▶ Consignes à suivre
(a) D'après le texte du document, dans quel pays des archéologues australiens ont-ils découvert des traces de cultures sur buttes vieilles de 7000 ans ?
(b) Résumez le texte du document en deux phrases.

▶ Texte du document
>>

Une techique ancienne et universelle
Du bon sens
 Il y a quelques dizaines d'années, avant l'arrivée des premiers engins agricoles animés par un moteur à explosion, le travail du sol était uniquement réalisé par traction animale et force humaine. Jusque dans les années 1950, même dans des sols aussi profonds et meubles que ceux de la Beauce, labourer se faisait en général en trois fois. 
 En considérant que même avec une charrue en bon état et un attelage bien soigné, il est impossible de travailler à plus de 20cm de profondeur, on comprend aisément qu'il était finalement plus simple de "remonter", même une faible quantité de terre, pour regagner de l'épaisseur de sol dans les nombreuses régions où les sols sont peu profonds ou trop argileux, donc très lourds à travailler.  
Une technique très ancienne
 Cette technique ne date pas d'hier. Des archéologues australiens ont même découvert en Papouasie-Nouvelle-Guinée des traces de cultures sur buttes remontant à 7000 ans !

<<

▶ Données enregistrées
>>

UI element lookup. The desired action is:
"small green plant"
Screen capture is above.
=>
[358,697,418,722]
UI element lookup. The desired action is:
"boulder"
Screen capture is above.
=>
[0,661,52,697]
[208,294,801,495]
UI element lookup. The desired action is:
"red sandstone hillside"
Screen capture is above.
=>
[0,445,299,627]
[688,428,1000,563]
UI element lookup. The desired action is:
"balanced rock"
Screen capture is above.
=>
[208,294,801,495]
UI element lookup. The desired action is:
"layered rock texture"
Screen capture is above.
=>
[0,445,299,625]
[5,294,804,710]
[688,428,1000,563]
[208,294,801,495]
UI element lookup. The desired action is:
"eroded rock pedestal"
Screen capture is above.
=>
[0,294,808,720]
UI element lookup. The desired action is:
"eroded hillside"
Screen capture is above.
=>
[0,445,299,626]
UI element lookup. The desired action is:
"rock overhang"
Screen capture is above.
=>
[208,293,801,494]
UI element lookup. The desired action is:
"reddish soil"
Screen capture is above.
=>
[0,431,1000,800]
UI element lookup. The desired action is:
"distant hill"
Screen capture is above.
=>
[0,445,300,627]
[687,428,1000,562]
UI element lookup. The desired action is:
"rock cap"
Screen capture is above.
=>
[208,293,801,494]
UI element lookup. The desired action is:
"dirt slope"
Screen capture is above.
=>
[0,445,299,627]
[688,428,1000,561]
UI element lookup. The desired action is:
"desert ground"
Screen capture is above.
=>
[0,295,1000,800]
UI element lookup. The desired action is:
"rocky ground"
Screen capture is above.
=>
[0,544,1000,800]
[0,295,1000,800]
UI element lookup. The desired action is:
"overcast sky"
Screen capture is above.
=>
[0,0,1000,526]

<<

▶ Réponses aux consignes
(a) En Papouasie-Nouvelle-Guinée.

(b) Avant l'arrivée des engins agricoles à moteur, le sol n'était travaillé que par traction animale et force humaine. Comme une charrue ne pouvait guère dépasser 20 cm de profondeur, il était plus simple de remonter un peu de terre pour regagner de l'épaisseur dans les sols peu profonds ou trop argileux, une technique très ancienne dont des traces vieilles de 7000 ans ont été découvertes en Papouasie-Nouvelle-Guinée.